▸ Texte de l'exercice
Précarité hydrique en France : un enjeu social et territorial
La « précarité hydrique » désigne la situation de personnes qui n’ont pas un accès effectif, suffisant et garanti à l’eau potable et à l’assainissement, soit parce que leur logement n’est pas raccordé au réseau, soit parce qu’elles vivent dans des habitats informels ou sans domicile. Ainsi, cette notion se distingue du stress hydrique lié au changement climatique : elle met en lumière un enjeu de justice sociale et territoriale.
Précarité hydrique - enjeux et constats
En France, 99 % de la population est raccordée à un réseau public d’eau. Pourtant, l’accès réel à l’eau potable et à l’assainissement reste fragile pour de nombreux ménages. Les impayés d’eau concernent alors environ 2 à 3 % des usagers au niveau national, et jusqu’à 30 % en Guadeloupe. À cela s’ajoutent près de 330 000 personnes sans domicile et 100 000 vivant en habitat informel, qui dépendent de solutions précaires comme des bornes-fontaines, des bidons ou l’accès à des douches publiques.
La précarité hydrique renvoie ainsi à une inégalité sociale. Elle touche d’abord les personnes sans logement stable, mais aussi celles dont la situation économique les expose à des coupures ou des restrictions d’usage. C’est un angle mort des politiques de lutte contre la pauvreté, alors même que l’eau est un droit fondamental reconnu par les Nations unies depuis 2010.
Un cadre réglementaire qui possède des limites
La réglementation encadre déjà les obligations des services d’eau potable :
- La directive européenne (directive (UE) 2020/2184 relative à la qualité des eaux destinées à la consommation humaine) impose aux États membres de garantir un accès à l’eau pour les populations vulnérables et marginalisées.
- En droit français, le Code de la santé publique consacre l’obligation pour les collectivités d’assurer la distribution d’une eau potable conforme aux normes de qualité.
- Depuis 2013, la loi Brottes interdit les coupures d’eau pour impayés dans les résidences principales, mesure renforcée par la loi Engagement et Proximité (2019).
Cependant, ces dispositifs ne couvrent pas toutes les situations. Les personnes sans logement raccordé ou vivant en habitat précaire restent en marge des protections légales, faute de dispositifs adaptés pour garantir un accès universel.
De plus, la précarité hydrique se manifeste différemment selon les contextes :
- Dans les métropoles, elle touche principalement les bidonvilles, squats et habitats précaires, où les équipements de base (eau, assainissement) font défaut.

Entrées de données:
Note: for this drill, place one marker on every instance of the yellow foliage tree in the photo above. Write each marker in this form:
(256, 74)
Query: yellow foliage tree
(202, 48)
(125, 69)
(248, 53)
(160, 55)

▸ Tâches à réaliser
[A] Indiquez depuis quelle année la loi Brottes interdit les coupures d'eau pour impayés dans les résidences principales, d'après le texte sur la précarité hydrique.
[B] Poursuivez le texte sur la précarité hydrique en France à la suite de sa dernière phrase.

▸ Réponses par tâche
[A] Depuis 2013.

[B]
- Dans les outre-mer, la vétusté des réseaux, les difficultés financières des services publics et le poids des impayés entraînent des interruptions fréquentes.
- Dans les zones rurales ou certains territoires en sécheresse, des coupures ou restrictions peuvent fragiliser encore davantage les ménages précaires.
Comment agir contre la précarité hydrique ?
Agir contre la précarité hydrique suppose d’aller au-delà des seules politiques de gestion de la ressource. Ainsi, les leviers prioritaires sont :
- sécuriser l’accès pour les publics fragiles (points d’eau et sanitaires publics, accompagnement social en cas d’impayés),
- renforcer les obligations des collectivités pour garantir une desserte universelle,
- adapter les dispositifs réglementaires aux réalités des habitats informels et des personnes sans domicile,
- et développer une tarification sociale de l’eau, permettant d’assurer un volume vital accessible à tous.
Un diagnostic social et territorial nécessaire
Il n’est plus possible de traiter la précarité hydrique comme une conséquence marginale de la crise climatique.
C’est d’abord une question sociale, qui interroge le respect du droit à l’eau et à la dignité humaine en France.
Pour agir efficacement, il est indispensable de réaliser des diagnostics territoriaux d’accès à l’eau, associant collectivités, services publics et associations. Ces diagnostics permettront :
- d’identifier les zones et publics en difficulté,
- d’adapter les réponses sociales et techniques,
- et de mettre en œuvre une véritable politique de solidarité hydrique à l’échelle nationale.